──────── MATERIAL FOR THE TASK
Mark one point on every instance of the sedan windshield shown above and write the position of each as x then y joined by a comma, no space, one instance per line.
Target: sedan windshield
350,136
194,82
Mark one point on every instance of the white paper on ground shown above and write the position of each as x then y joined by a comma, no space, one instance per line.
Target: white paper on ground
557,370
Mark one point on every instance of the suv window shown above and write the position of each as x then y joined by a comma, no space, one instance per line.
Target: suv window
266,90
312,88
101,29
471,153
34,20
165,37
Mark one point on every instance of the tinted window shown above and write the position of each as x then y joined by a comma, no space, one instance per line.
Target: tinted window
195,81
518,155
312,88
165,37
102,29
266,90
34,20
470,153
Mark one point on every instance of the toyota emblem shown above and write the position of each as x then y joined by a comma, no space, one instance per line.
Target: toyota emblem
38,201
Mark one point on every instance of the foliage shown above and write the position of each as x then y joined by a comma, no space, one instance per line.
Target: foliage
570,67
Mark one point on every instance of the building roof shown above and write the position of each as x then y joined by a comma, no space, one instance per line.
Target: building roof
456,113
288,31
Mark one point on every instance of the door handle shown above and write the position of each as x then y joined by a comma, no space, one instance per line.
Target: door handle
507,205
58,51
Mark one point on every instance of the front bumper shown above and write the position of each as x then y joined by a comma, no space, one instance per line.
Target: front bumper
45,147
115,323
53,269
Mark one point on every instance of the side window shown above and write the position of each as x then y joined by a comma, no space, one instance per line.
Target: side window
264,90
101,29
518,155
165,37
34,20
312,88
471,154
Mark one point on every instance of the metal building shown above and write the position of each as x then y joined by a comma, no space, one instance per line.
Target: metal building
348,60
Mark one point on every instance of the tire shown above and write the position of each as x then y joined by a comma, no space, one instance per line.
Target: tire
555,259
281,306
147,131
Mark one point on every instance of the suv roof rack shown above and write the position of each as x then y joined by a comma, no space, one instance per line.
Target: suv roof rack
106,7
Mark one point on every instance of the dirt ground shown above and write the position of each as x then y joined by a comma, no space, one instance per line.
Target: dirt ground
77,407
────────────────
● WHAT IS REQUIRED: Copy out every entry again, exactly as it was given.

● EXERCISE ANSWER:
Mark one point on every instance of the sedan windshield shown above and write the position of each as x then y joined by a comma, no space, one instance per line.
Target: sedan windshield
350,136
194,82
Mark one point on every instance of the white paper on ground shown above and write the position of each as x then y joined by a comma, no space, one instance per line.
Target: white paper on ground
557,370
Mark one point on every instance of the suv window shown above and write the position of each as x then y joined by a comma, no space, one instance per line.
Target: suv window
266,90
312,88
101,29
471,153
34,20
165,37
Mark one point on every instance of the tinted window shown above and write the position of each as x then y joined by a comma, no space, one instance per line.
Target: tinted window
195,81
518,155
312,88
165,37
102,29
266,90
34,20
470,153
Mark one point on every instance of the toyota emblem shown above and write the position of each as x then y joined by a comma, no space, one instance per line.
Target: toyota emblem
38,201
Mark one point on every instance of the foliage shown above and write the position of each as x then y joined by a comma, no space, one instance per line.
Target: foliage
570,67
Mark one point on every instance of the building roof shown above and write the position of each as x then y joined by a comma, no space, one instance per line.
Target: building roof
456,113
288,31
Mark one point on every instance of the door handle shown above and write the position of each as x then y joined by a comma, no space, one instance per line.
Target: door handle
507,205
58,51
Mark one point on every instance of the front bumper shown above and write the position of each as x then y joined by a comma, no space, one instance per line.
Target: front bumper
45,147
115,323
53,269
Mark one point on every instance of the side window shown above and write the position of each as x then y joined by a comma, no space, one instance per line.
Target: side window
264,90
101,29
518,155
165,37
34,20
312,88
471,154
Mark one point on every instance of the metal building shown above and write the position of each as x then y joined by a comma, no space, one instance per line.
Target: metal building
348,60
Mark one point on every instance of the tire shown above and write the position of each as x then y joined by a comma, no space, one instance per line.
Target: tire
555,259
281,306
147,131
Mark one point on every instance of the suv roof rack shown above and write the position of each as x then y joined by a comma, no space, one instance per line.
Target: suv roof rack
106,7
Mark one point on every instance of the dirt ground shown above and write the position of each as x then y joined by a comma, no space, one instance per line.
Target: dirt ground
77,407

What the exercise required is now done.